### Entries shown

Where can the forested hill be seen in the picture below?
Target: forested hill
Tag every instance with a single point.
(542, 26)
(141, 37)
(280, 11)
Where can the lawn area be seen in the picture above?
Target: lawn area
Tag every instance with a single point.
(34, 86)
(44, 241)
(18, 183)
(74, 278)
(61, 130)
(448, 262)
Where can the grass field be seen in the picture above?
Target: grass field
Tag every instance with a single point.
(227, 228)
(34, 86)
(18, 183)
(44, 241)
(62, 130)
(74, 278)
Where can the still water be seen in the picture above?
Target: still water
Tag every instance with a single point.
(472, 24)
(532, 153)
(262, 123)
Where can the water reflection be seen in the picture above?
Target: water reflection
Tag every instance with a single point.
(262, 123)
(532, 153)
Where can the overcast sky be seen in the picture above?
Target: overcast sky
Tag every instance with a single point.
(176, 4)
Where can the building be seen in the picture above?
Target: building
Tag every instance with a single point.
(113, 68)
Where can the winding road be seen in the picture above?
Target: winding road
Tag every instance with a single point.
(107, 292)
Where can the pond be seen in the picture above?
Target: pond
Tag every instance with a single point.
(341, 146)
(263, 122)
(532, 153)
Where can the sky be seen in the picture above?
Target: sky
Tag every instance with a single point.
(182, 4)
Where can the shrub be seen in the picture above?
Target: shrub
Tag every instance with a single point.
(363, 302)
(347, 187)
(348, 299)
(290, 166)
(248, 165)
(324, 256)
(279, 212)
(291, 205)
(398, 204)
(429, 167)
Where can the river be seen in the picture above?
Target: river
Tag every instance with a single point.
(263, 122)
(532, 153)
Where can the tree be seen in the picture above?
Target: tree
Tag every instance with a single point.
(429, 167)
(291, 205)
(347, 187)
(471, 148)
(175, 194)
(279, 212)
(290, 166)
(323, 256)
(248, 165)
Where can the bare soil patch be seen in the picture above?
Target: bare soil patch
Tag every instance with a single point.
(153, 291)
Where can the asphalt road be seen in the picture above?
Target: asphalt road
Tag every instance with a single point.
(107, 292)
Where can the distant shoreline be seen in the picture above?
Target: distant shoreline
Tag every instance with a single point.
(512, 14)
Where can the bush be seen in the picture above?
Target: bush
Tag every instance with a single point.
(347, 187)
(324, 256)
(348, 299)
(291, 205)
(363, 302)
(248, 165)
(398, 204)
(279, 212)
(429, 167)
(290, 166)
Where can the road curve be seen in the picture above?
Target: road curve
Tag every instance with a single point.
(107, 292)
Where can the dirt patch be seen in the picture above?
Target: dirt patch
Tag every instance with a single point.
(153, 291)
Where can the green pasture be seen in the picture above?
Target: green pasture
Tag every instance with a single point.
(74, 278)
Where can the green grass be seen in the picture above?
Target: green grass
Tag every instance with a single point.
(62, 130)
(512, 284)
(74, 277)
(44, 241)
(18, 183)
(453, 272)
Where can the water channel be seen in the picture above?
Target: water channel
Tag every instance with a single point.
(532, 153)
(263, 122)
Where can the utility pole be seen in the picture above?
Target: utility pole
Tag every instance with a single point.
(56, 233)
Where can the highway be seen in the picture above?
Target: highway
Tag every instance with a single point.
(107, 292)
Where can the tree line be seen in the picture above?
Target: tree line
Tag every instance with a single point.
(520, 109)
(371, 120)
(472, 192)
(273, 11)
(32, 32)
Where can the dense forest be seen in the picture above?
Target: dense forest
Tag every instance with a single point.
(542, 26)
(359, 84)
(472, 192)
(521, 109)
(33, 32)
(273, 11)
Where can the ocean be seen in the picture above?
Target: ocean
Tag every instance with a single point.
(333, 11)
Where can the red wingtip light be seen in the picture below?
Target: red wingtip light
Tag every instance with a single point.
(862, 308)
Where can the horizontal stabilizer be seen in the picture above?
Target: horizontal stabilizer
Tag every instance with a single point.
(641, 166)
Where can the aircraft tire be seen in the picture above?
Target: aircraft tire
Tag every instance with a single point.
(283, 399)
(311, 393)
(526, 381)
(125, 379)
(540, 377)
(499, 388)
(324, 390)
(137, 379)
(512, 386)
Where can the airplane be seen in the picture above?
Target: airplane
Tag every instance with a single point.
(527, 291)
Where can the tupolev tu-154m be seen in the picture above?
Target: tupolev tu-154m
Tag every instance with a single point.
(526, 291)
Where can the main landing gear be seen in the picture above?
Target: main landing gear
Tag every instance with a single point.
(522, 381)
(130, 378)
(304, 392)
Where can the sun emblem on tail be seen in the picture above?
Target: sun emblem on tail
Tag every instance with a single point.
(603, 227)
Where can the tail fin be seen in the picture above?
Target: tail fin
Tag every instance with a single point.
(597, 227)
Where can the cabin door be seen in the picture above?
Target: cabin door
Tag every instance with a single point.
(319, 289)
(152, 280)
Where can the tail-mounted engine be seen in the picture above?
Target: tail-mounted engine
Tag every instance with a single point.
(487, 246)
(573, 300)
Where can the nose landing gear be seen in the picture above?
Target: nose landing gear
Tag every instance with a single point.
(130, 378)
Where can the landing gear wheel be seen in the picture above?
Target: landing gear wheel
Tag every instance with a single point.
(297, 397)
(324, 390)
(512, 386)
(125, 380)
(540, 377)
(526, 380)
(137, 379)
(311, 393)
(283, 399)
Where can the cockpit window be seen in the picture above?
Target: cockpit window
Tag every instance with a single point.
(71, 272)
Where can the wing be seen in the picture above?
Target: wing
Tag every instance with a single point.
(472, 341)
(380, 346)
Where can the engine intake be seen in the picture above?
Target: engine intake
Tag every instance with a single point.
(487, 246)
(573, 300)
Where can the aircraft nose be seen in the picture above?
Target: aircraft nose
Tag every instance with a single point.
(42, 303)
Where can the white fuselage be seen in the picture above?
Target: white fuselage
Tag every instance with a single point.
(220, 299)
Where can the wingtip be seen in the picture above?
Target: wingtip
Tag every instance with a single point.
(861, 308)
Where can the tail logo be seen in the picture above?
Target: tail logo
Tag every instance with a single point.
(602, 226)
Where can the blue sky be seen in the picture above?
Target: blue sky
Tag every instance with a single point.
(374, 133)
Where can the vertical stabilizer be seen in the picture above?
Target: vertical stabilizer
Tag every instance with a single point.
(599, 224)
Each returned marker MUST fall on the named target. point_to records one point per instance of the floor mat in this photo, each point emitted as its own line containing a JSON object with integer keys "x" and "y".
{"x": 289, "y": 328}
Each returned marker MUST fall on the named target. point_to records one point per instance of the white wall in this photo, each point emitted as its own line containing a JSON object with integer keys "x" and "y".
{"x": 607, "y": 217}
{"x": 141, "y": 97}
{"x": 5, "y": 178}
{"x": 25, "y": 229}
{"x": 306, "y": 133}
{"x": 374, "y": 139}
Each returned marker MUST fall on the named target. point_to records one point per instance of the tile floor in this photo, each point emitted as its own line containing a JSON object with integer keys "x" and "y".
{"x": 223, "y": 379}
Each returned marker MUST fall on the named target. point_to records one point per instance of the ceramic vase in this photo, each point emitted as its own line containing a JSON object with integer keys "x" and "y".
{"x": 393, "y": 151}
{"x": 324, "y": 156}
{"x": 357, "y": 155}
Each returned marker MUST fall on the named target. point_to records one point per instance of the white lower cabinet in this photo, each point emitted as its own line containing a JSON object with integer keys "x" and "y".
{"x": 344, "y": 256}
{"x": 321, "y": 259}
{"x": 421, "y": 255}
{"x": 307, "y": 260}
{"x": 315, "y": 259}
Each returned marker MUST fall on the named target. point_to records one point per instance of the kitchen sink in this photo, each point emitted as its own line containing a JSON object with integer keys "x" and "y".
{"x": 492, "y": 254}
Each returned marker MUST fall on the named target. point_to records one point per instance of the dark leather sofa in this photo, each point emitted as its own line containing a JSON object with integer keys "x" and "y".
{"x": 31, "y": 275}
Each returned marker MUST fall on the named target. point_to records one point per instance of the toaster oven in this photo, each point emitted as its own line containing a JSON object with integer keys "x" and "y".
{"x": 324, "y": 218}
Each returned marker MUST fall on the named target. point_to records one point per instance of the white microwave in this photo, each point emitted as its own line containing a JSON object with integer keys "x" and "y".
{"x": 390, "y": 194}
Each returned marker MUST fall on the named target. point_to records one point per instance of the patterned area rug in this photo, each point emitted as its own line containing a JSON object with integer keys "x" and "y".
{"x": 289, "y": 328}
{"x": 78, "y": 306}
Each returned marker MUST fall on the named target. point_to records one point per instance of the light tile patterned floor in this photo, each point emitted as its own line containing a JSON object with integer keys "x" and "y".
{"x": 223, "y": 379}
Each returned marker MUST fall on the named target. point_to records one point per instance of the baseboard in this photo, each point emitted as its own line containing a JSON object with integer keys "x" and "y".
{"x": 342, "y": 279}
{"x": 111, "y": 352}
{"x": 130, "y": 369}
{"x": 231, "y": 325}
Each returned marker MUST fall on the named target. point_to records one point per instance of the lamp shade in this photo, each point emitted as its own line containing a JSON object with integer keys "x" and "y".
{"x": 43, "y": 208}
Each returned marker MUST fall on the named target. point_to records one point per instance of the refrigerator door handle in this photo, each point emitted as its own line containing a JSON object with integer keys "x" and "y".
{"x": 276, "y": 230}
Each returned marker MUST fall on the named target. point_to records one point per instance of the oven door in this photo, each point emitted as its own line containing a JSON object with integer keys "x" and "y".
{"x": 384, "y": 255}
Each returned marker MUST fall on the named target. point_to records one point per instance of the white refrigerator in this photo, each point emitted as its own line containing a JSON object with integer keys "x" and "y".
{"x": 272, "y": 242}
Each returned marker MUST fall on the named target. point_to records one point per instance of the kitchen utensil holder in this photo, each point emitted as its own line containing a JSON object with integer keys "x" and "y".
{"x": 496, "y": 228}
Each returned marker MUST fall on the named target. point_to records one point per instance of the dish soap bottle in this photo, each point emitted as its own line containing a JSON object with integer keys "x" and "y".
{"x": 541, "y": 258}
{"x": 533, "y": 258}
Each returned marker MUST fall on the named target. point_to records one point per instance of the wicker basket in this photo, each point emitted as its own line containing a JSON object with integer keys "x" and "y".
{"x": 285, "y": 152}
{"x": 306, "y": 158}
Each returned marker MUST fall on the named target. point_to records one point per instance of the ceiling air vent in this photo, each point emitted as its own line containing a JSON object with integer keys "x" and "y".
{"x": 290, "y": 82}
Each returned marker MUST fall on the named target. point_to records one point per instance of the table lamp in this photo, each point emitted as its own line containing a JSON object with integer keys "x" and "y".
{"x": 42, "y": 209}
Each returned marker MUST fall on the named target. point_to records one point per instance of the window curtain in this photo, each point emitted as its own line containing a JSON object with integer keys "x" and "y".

### Problem details
Which lines of the listing above hold the word "shrub"? Copy each of them.

### Solution for this exercise
Where can the shrub be seen in the picture above?
Target: shrub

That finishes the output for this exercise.